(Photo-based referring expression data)
****************

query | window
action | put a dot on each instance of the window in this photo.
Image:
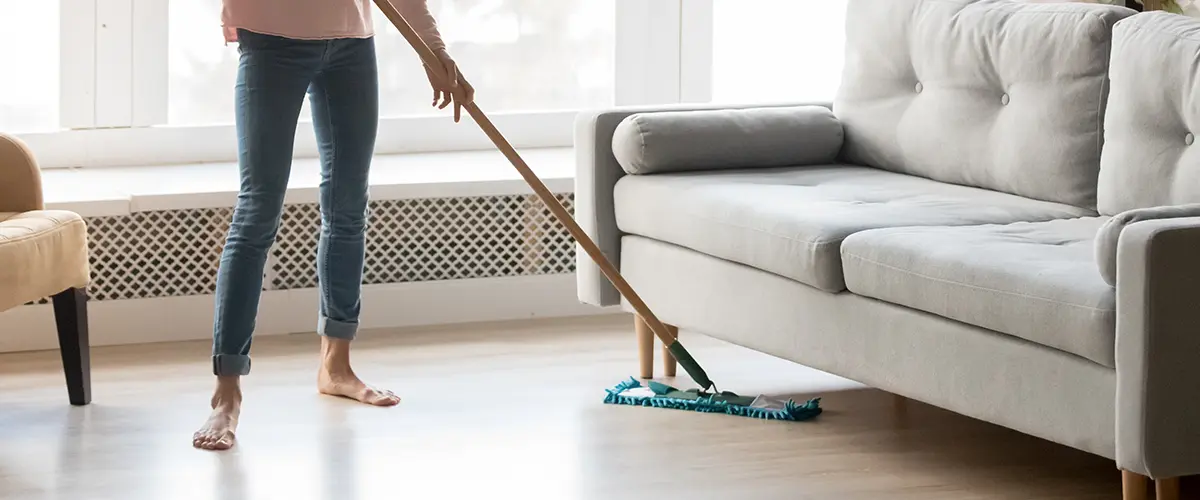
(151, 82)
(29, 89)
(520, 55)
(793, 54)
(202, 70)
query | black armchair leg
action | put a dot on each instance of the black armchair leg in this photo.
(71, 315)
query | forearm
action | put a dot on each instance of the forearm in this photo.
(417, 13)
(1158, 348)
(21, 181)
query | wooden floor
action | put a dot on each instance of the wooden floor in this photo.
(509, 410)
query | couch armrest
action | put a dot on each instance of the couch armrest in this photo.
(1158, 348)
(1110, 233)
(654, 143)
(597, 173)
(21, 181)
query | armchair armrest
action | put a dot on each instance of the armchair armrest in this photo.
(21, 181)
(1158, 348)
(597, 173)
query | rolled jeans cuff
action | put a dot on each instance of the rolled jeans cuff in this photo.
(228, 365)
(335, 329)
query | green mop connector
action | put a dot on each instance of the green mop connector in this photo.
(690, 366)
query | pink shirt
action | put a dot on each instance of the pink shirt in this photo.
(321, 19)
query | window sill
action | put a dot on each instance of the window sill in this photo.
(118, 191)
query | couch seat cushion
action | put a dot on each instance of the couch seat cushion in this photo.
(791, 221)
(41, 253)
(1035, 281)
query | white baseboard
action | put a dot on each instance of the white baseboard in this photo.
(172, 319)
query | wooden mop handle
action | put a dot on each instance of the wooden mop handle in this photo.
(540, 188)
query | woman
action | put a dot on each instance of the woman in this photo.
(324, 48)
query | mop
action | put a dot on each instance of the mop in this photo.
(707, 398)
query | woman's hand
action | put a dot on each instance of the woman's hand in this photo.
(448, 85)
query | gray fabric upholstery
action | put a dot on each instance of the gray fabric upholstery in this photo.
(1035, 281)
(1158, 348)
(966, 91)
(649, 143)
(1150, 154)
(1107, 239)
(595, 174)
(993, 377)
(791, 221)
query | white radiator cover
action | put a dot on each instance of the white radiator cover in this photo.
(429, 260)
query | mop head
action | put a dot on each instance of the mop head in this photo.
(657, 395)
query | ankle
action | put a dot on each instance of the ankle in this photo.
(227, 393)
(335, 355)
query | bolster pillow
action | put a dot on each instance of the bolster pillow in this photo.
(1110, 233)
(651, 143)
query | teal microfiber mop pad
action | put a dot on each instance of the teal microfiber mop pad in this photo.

****************

## Your goal
Using the data above, reproduce exactly the lines between those holding "couch armrest in this photo." and "query | woman's hand", inclusive, and no others.

## Output of the task
action | put a dot on each instance of the couch armrest in this photo.
(1158, 348)
(1110, 233)
(654, 143)
(597, 173)
(21, 181)
query | armchair armrest
action | put a dot on each instance of the armchair armrest in this photo.
(21, 181)
(1158, 348)
(597, 173)
query | rolled jeans cuff
action | put a dot on each instance of the rolled jeans cuff in this photo.
(228, 365)
(335, 329)
query | green mop connector
action | put a dot on each instance of the green mop connector in this photo.
(690, 366)
query | pink shirt
action | put a dot on each instance of the pink shirt in this photo.
(321, 19)
query | window sill
action | put a dot on each instance of the window sill in this photo.
(118, 191)
query | couch seat cushion
action | put a dot on each instance of the couch seat cushion in this photo.
(791, 221)
(41, 253)
(1035, 281)
query | white baseboard
action | put a dot on each instance of the white baseboard in this photo.
(172, 319)
query | wooden mop handle
action | put a dot on each instance of the wooden mop handle in this photo.
(540, 188)
query | woman
action | put a dot on each instance of the woman in this photo.
(324, 48)
query | mop
action | put a dot on each instance of the mop in this photo.
(707, 398)
query | woman's hand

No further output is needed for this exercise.